● **The task**: Reproduce the Repair Action Workflows page word for word, from "Repair Action Workflows¶" up to and including "during live troubleshooting.".

● **Given passage**:
....
Repair Action Workflows¶
A Repair Action Workflow (RAW) is a YAML artifact that turns troubleshooting guidance into ordered validation and repair logic. The fault-remediation skill interprets the RAW during live troubleshooting.
Structure¶
workflow:
metadata:
name: BGP_NEIGHBOR_ADMIN_SHUTDOWN_REPAIR
id: "RAW000002"
alert_def_id: "AD000002"
inputs:
- name: neighbor_ip
source: "{{ alert_vars.neighbor_ip }}"
type: string
action_groups: []
steps:
- step_id: "1"
validation:
eval_cli:
commands: []
pattern: "..."
action_select: []
Step Model¶
Each step has two parts:
| Part | Purpose |
|---|---|
validation |
Checks device state with eval_cli, eval_logs, eval_var, and, or or. |
action_select |
Chooses actions based on validation outputs. |
Steps flow sequentially by default. Use goto only for non-adjacent jumps.
....
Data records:
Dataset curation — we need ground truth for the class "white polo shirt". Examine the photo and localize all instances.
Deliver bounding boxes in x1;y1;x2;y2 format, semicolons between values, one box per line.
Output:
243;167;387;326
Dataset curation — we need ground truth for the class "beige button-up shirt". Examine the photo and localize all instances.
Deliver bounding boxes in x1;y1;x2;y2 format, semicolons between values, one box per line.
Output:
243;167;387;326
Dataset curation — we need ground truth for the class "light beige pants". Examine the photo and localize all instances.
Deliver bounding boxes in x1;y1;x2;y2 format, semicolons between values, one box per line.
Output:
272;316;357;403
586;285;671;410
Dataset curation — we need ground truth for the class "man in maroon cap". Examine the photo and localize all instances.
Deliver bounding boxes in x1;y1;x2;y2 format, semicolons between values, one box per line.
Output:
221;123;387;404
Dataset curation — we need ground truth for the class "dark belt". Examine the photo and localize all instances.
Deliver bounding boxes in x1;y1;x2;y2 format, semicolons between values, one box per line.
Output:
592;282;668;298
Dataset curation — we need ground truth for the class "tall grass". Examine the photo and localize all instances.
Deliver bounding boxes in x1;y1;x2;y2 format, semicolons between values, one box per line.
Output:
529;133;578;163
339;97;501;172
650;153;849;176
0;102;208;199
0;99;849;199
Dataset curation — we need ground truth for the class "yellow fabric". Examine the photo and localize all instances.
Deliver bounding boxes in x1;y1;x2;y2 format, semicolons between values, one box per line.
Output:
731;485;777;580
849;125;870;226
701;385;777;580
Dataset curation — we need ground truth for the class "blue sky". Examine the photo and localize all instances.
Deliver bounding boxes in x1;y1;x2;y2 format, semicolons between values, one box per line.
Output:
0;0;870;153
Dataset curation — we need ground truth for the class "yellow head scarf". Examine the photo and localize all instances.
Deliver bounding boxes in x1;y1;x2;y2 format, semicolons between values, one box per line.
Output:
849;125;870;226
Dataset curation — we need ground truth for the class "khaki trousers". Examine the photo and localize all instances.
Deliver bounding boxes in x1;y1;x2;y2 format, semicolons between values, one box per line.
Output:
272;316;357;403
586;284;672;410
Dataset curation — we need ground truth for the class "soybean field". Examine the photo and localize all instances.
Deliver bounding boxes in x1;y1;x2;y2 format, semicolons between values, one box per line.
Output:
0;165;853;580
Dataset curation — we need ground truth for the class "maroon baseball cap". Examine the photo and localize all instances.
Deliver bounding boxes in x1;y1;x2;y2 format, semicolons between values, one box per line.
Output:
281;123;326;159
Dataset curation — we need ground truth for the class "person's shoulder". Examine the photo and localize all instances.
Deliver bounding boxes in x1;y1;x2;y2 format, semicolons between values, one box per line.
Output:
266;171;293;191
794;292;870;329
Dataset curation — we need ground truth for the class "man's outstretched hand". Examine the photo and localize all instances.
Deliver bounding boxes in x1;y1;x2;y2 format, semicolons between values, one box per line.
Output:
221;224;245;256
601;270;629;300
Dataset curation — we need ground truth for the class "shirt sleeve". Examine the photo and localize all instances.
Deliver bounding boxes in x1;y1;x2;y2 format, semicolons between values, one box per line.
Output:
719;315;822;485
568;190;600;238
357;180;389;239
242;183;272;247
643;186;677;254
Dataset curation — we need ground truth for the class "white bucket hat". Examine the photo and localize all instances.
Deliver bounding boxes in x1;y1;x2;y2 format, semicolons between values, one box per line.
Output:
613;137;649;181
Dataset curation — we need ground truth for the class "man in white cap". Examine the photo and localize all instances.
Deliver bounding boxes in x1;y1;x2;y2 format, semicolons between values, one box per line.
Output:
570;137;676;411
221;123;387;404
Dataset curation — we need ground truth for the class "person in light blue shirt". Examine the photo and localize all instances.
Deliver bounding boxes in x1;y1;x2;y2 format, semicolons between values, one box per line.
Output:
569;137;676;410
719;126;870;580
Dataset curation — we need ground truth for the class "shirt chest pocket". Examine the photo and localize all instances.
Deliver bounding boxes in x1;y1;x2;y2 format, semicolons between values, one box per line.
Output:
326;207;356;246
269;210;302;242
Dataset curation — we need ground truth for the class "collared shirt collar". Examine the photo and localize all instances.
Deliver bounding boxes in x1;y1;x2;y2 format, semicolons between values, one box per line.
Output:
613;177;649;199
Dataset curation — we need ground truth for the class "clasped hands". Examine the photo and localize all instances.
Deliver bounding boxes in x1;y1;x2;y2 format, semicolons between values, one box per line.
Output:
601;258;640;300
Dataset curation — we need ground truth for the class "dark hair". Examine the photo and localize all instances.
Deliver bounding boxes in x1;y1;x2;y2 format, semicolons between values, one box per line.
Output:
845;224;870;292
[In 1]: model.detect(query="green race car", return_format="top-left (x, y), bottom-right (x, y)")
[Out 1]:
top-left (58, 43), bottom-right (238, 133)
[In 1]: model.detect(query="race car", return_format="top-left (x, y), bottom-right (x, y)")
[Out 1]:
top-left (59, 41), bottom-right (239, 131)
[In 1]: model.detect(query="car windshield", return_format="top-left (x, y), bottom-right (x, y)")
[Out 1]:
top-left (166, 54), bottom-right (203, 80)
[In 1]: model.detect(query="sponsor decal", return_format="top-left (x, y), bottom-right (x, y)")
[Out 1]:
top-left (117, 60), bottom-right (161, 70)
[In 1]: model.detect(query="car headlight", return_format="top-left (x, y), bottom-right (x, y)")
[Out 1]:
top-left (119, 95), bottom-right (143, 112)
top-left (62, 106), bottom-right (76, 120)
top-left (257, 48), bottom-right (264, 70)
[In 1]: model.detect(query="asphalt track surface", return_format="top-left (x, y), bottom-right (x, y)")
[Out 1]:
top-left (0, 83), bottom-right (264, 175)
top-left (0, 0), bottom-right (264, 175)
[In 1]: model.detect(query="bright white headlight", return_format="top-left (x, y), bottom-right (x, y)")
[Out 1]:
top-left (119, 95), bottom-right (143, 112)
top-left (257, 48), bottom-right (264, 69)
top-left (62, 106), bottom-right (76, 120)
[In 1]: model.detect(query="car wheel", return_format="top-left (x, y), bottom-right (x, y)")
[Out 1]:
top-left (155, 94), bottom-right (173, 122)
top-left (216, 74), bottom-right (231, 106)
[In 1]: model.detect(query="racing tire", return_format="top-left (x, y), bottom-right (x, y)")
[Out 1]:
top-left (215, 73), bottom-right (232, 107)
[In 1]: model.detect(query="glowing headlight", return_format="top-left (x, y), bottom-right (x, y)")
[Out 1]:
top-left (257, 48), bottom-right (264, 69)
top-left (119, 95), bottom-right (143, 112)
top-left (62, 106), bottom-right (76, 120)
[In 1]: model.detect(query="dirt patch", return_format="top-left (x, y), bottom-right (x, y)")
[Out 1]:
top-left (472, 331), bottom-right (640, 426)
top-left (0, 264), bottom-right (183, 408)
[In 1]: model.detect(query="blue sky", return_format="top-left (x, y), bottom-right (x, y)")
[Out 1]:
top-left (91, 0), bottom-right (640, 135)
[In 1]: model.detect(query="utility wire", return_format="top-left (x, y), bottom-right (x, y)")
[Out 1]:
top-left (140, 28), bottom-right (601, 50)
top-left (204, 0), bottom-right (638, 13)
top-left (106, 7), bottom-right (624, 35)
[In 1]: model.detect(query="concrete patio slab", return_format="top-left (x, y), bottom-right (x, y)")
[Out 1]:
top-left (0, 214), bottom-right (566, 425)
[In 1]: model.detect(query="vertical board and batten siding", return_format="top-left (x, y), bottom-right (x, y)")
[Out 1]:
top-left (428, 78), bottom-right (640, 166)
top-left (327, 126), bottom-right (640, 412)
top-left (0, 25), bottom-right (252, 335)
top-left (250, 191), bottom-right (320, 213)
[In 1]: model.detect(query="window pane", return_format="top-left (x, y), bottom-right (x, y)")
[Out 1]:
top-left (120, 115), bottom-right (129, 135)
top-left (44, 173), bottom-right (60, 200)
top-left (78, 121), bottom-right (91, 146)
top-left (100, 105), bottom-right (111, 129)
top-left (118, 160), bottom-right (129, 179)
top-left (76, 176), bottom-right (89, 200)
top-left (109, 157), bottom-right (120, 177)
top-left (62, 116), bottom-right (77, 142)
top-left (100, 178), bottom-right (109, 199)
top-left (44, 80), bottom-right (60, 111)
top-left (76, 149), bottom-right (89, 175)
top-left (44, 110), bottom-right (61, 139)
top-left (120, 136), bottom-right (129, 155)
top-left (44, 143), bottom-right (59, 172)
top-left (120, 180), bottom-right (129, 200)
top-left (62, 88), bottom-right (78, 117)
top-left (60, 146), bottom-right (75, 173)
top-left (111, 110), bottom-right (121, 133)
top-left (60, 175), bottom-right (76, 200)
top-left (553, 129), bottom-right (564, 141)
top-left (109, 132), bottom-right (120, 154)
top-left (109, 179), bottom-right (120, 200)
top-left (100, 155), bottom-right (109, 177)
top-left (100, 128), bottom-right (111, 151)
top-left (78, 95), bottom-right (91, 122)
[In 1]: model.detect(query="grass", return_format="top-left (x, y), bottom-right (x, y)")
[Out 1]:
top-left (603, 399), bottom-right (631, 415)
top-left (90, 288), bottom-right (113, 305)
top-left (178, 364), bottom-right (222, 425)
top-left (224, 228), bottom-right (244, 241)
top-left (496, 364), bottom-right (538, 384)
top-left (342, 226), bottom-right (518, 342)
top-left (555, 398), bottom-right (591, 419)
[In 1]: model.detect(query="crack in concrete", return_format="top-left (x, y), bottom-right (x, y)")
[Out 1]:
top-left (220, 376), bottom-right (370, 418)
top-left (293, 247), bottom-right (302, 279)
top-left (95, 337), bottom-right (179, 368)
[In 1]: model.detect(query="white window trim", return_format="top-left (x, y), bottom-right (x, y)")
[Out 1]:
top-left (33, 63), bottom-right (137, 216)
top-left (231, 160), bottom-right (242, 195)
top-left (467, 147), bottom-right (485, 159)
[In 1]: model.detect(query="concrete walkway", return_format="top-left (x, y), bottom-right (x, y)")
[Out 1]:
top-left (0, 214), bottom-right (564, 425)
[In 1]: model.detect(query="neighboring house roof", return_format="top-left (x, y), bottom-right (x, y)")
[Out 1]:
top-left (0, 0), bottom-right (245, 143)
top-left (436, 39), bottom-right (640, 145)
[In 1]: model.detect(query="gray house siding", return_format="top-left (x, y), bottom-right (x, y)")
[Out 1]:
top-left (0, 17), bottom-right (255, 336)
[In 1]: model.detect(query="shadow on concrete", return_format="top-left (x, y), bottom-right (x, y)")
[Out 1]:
....
● **Answer box**:
Repair Action Workflows¶
A Repair Action Workflow (RAW) is a YAML artifact that turns troubleshooting guidance into ordered validation and repair logic. The fault-remediation skill interprets the RAW during live troubleshooting.